▸ **QUOTED TEXT**
● ● ● ●

Within the body 42, an annular piston sleeve 84 is coaxially and reciprocally mounted coaxially about the shaft 50. The piston sleeve 84 has an elongated annular head portion 86 positioned toward the second body end 48 and a cylindrical sleeve portion 88 fixedly attached to the head portion and extending axially therefrom toward the first body end 46.
The head portion 86 carries a pair of conventional inner seals, disposed to provide a seal between the head portion and a corresponding, longitudinally extending, smooth wall portion of the shaft 50. The body sidewall 44 has a pair of stationary seals positioned along a midportion of the sidewall, disposed to provide a seal between the body sidewall and a corresponding, longitudinally extending, smooth wall portion of the head portion 86. The head portion 86 and the corresponding stationary seals and inner seals define fluid-tight compartments to each side of the head portion toward the first body end 46 and the second body end 48. The smooth wall portion of the shaft 50 and the smooth wall portion of the sleeve portion 88 have sufficient axial length to accommodate the full end-to-end reciprocating stroke travel of the piston sleeve 84 within the body 42.
Reciprocation of the piston sleeve 84 within the body 42 occurs when hydraulic oil or air under pressure selectively enters through one or the other of a port 90 and a port 92 located in the body sidewall 44, each adjacent to an axially opposite side of the stationary seals of the body sidewall. As used herein, "fluid" will refer to hydraulic oil, air or any other fluid suitable for use in the actuator 40. The ports 90 and 92 each communicate with one of the fluid-tight compartments correspondingly positioned to one or the other side of the piston head portion 86. Conventional seals are disposed between the shaft flange portion 52 and the body 42 toward the first body end 46 and between the shaft nut 60 and the body 42 toward the second body end 48 to prevent fluid leakage from the compartments as the shaft 80 rotates. Access to the ports 90 and 92 is provided by a pair of apertures 94 in the saddle portion 70 of the attachment bracket 68.
The application of fluid pressure to the compartment toward the first body end 46 produces axial movement of the piston sleeve 84 toward the second body end 48. The application of fluid pressure to the compartment toward the second body end 48 produces axial movement of the piston sleeve 84 toward the first body end 46. The actuator 40 provides relative rotational movement between the body 42 and the shaft 50 through the conversion of linear movement of the piston sleeve 84 into rotational movement of the shaft in a manner well known in the art.
An inward facing surface portion 96 of the body sidewall 44 extending generally between the stationary seals and the first body end 46 has cut therein a plurality of inner helical body grooves 98. An outward facing surface portion 100 of the shaft 50 extending generally between the shaft smooth wall portion toward the shaft flange portion 52 has cut therein a plurality of outer helical shaft grooves 102. The helical body and shaft grooves 98 and 102 extend about the body sidewall 44 and the shaft 50, respectively. The grooved shaft portion 100 is located generally opposite the grooved body portion 96 and spaced apart radially inward therefrom to define a cicumferential space therebetween. The sleeve portion 88 of the piston sleeve 84 supports a plurality of free rotatable rollers 104 disposed in the circumferential space between the shaft 50 and the body sidewall 44. The helical body grooves 98 have an opposite hand or direction of turn from the helical shaft grooves 102, but have substantially the same axial pitch as the helical shaft grooves. The number of grooves or groove starts comprising the plurality of helical body and shaft grooves 98 and 102 may vary from design to design, but preferably the numbers used are interrelated.

● ● ● ●

▸ **SUPPLIED DATA**
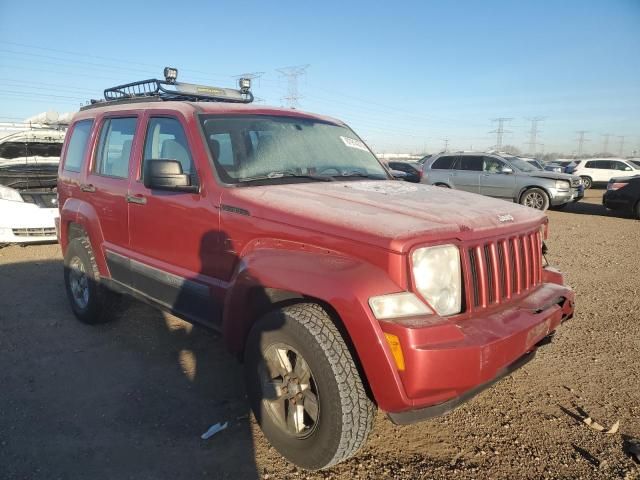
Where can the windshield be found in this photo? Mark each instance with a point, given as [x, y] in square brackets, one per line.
[268, 148]
[521, 165]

● ● ● ●

▸ **OBJECTIVES**
A - According to the actuator description, what provides access to ports 90 and 92?
B - Duplicate the part of the actuator description that opens with the words containing "The head portion 86 carries" and closes with "the body 42.".
Work only from the actuator description.

▸ **FINAL ANSWERS**
A - A pair of apertures 94 in the saddle portion 70 of the attachment bracket 68.

B -
The head portion 86 carries a pair of conventional inner seals, disposed to provide a seal between the head portion and a corresponding, longitudinally extending, smooth wall portion of the shaft 50. The body sidewall 44 has a pair of stationary seals positioned along a midportion of the sidewall, disposed to provide a seal between the body sidewall and a corresponding, longitudinally extending, smooth wall portion of the head portion 86. The head portion 86 and the corresponding stationary seals and inner seals define fluid-tight compartments to each side of the head portion toward the first body end 46 and the second body end 48. The smooth wall portion of the shaft 50 and the smooth wall portion of the sleeve portion 88 have sufficient axial length to accommodate the full end-to-end reciprocating stroke travel of the piston sleeve 84 within the body 42.